══ Available data ══

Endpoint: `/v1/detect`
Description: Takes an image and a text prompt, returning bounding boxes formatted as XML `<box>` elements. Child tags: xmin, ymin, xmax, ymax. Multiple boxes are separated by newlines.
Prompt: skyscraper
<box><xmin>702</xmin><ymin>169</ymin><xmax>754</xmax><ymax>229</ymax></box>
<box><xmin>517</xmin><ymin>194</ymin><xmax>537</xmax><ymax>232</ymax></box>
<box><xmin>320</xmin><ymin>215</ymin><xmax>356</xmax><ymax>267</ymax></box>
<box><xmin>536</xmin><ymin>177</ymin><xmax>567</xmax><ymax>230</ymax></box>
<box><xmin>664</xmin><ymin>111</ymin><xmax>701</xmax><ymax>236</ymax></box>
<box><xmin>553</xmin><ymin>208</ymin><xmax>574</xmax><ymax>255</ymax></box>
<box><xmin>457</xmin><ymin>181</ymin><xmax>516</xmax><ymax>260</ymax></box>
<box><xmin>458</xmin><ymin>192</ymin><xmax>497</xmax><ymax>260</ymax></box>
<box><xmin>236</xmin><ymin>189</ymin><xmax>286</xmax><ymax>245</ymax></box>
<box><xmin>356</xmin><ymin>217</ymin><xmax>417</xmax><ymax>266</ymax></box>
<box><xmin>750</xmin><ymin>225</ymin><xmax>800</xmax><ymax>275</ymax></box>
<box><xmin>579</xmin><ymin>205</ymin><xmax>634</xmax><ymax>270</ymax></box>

═══

■ **Aim of the exercise**
Everything in the material should be repeated exactly as written.

■ **Response to the task**
Endpoint: `/v1/detect`
Description: Takes an image and a text prompt, returning bounding boxes formatted as XML `<box>` elements. Child tags: xmin, ymin, xmax, ymax. Multiple boxes are separated by newlines.
Prompt: skyscraper
<box><xmin>702</xmin><ymin>169</ymin><xmax>754</xmax><ymax>229</ymax></box>
<box><xmin>517</xmin><ymin>194</ymin><xmax>537</xmax><ymax>232</ymax></box>
<box><xmin>320</xmin><ymin>215</ymin><xmax>356</xmax><ymax>267</ymax></box>
<box><xmin>536</xmin><ymin>177</ymin><xmax>567</xmax><ymax>230</ymax></box>
<box><xmin>664</xmin><ymin>111</ymin><xmax>701</xmax><ymax>236</ymax></box>
<box><xmin>553</xmin><ymin>208</ymin><xmax>574</xmax><ymax>255</ymax></box>
<box><xmin>457</xmin><ymin>181</ymin><xmax>516</xmax><ymax>260</ymax></box>
<box><xmin>458</xmin><ymin>192</ymin><xmax>497</xmax><ymax>260</ymax></box>
<box><xmin>236</xmin><ymin>189</ymin><xmax>286</xmax><ymax>245</ymax></box>
<box><xmin>356</xmin><ymin>217</ymin><xmax>417</xmax><ymax>266</ymax></box>
<box><xmin>750</xmin><ymin>225</ymin><xmax>800</xmax><ymax>275</ymax></box>
<box><xmin>579</xmin><ymin>205</ymin><xmax>634</xmax><ymax>270</ymax></box>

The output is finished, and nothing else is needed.